• Photo-based referring expression data:
Start of Block

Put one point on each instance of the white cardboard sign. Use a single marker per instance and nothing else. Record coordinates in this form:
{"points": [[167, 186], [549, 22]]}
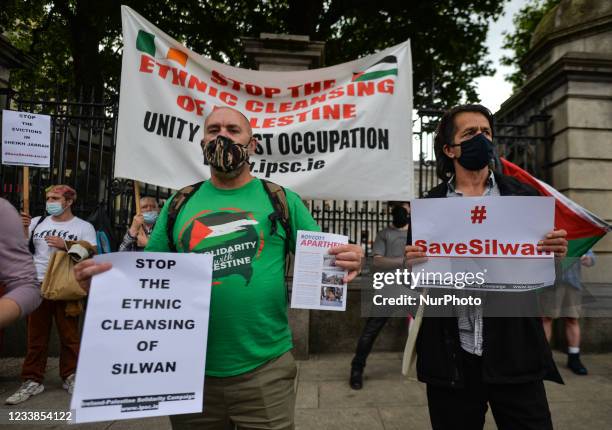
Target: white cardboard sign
{"points": [[143, 350], [494, 236]]}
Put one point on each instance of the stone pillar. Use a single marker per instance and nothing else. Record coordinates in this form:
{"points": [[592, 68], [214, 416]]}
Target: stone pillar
{"points": [[287, 52], [568, 70], [284, 52]]}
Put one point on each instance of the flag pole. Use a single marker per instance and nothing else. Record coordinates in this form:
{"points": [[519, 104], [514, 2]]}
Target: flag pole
{"points": [[26, 189], [137, 196]]}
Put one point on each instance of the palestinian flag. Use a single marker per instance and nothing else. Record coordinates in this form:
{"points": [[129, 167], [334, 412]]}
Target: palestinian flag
{"points": [[584, 229], [385, 67], [145, 42]]}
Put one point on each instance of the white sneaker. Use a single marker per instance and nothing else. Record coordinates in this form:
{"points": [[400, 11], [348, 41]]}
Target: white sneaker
{"points": [[28, 389], [68, 384]]}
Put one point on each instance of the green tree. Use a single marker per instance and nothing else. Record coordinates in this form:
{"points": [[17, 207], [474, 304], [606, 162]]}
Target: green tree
{"points": [[525, 22], [77, 43]]}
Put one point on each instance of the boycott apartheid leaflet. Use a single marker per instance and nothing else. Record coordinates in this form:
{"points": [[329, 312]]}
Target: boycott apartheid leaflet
{"points": [[483, 243], [318, 130], [26, 139], [317, 281], [143, 350]]}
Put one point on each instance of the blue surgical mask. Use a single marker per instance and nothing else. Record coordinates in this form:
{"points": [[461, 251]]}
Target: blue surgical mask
{"points": [[150, 217], [54, 208]]}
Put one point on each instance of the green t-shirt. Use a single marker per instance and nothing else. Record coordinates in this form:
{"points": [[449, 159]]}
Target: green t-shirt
{"points": [[248, 323]]}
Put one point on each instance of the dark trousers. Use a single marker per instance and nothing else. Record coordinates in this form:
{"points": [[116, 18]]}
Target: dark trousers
{"points": [[514, 406], [366, 341]]}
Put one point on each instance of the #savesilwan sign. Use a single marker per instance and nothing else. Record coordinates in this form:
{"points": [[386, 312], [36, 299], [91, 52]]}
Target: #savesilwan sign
{"points": [[342, 132]]}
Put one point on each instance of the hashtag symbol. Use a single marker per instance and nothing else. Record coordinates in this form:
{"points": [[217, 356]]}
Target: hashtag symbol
{"points": [[479, 213]]}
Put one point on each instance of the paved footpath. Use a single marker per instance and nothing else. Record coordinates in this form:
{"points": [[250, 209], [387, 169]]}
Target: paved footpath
{"points": [[325, 402]]}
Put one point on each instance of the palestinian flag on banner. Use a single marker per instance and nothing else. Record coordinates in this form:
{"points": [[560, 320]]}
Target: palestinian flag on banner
{"points": [[385, 67], [145, 42], [584, 229]]}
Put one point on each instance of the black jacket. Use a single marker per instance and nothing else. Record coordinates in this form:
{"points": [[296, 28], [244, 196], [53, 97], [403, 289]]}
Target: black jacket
{"points": [[515, 349]]}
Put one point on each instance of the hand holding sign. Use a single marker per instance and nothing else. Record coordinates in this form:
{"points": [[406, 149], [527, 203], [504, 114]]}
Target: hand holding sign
{"points": [[145, 334]]}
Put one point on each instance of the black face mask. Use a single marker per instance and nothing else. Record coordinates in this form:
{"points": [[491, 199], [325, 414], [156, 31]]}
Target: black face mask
{"points": [[225, 155], [399, 217], [475, 152]]}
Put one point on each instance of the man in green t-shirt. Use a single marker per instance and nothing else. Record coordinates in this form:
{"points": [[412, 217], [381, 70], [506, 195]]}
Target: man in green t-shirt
{"points": [[250, 371]]}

End of Block

• What the task asks: The entries above are to be printed again word for word, with every picture removed.

• Completed task:
Put one point on each instance of the white cardboard sign. Use a single marker per instance and nothing else. Record coordinates in this form:
{"points": [[167, 186], [549, 22]]}
Target: white cardboard sign
{"points": [[143, 350], [494, 236]]}
Put one point on each instance of the stone pillar. Use a single marker per instance and nothing else. Record coordinates in this form:
{"points": [[592, 68], [214, 416]]}
Target: stone pillar
{"points": [[287, 52], [568, 70], [284, 52]]}
Put one point on each instance of the flag pole. Use a single marker per instance and nothing else. Record coordinates in this form:
{"points": [[519, 104], [514, 2]]}
Target: flag pole
{"points": [[26, 189], [137, 196]]}
Put one point on each instance of the palestinian flag. Use a single marker per instance and nothing else. Record coordinates in this form:
{"points": [[129, 167], [334, 412]]}
Target: palestinian flag
{"points": [[584, 229], [385, 67], [145, 42]]}
Put one point on each instance of the white sneaker. Use a single marker per instance and nothing else. Record coordinates in this form:
{"points": [[400, 11], [348, 41]]}
Target: white sneaker
{"points": [[28, 389], [68, 384]]}
Put one point on each instance of the green tree. Use a single marker per instance and nothing else. Record coordinates in this form:
{"points": [[17, 207], [474, 304], [606, 162]]}
Target: green tree
{"points": [[525, 22], [77, 43]]}
Put one point on each instance of the boycott apartheid leaflet. Use a single marker per instance and nothing else. Record coordinates in this form:
{"points": [[329, 312]]}
Target: boycott apartheid leaflet
{"points": [[483, 243], [318, 130], [26, 139], [317, 281], [143, 350]]}
Put one point on each instance of the blue surgical mask. Use a single marker per instance and nothing else. Record coordinates in this form:
{"points": [[461, 251]]}
Target: blue surgical mask
{"points": [[150, 217], [54, 208]]}
Put one point on each instance of the green t-shirt. Use a single marker per instance and nothing else. Record coordinates in this form:
{"points": [[449, 159]]}
Target: green t-shirt
{"points": [[248, 323]]}
Put one point on each instance of the dark trousers. Use a single marker per instance and nothing else. Record coordinates in this form:
{"points": [[116, 18]]}
Target: dark trousers
{"points": [[514, 406], [366, 341]]}
Put one point on each instance of the #savesilwan sign. Use a single marker per instance and nothing else. Record coordinates in this form:
{"points": [[386, 312], [36, 299], [91, 52]]}
Target: #savesilwan sign
{"points": [[342, 132]]}
Put one point on each instance of the hashtag symbol. Use a single marker per instance and nothing else. Record coordinates in this form:
{"points": [[217, 356]]}
Target: hashtag symbol
{"points": [[479, 213]]}
Put one point on each instance of the paved footpath. Use a single marker per instance and nothing else. Record coordinates in this form:
{"points": [[250, 209], [387, 169]]}
Target: paved footpath
{"points": [[325, 402]]}
Put one point on each instance of the palestinian flag on banner. Use a single marker per instance and nothing else. Record coordinates in this form:
{"points": [[560, 320]]}
Target: palestinian flag on banner
{"points": [[385, 67], [145, 42], [584, 229]]}
Put one point on each instance of the black jacket. Use a single marker per instance and nothing else. Record coordinates in this form:
{"points": [[296, 28], [244, 196], [53, 97], [403, 289]]}
Target: black jacket
{"points": [[515, 349]]}
Put one point on each instance of the hand holding sign. Use a single marker per instance and nothing else. Record coordinates in this form:
{"points": [[406, 149], [527, 203], [504, 114]]}
Target: hand holding sign
{"points": [[145, 334]]}
Put one point on each instance of the black face mask. Use a single marker per instance and nothing else. Record coordinates in this form:
{"points": [[491, 199], [325, 414], [156, 31]]}
Target: black face mask
{"points": [[225, 155], [399, 217], [475, 152]]}
Put one point on each instance of the man in green t-shirt. Use a single marker per instance and nothing else. Record coordinates in this form:
{"points": [[412, 217], [381, 70], [506, 195]]}
Target: man in green t-shirt
{"points": [[250, 371]]}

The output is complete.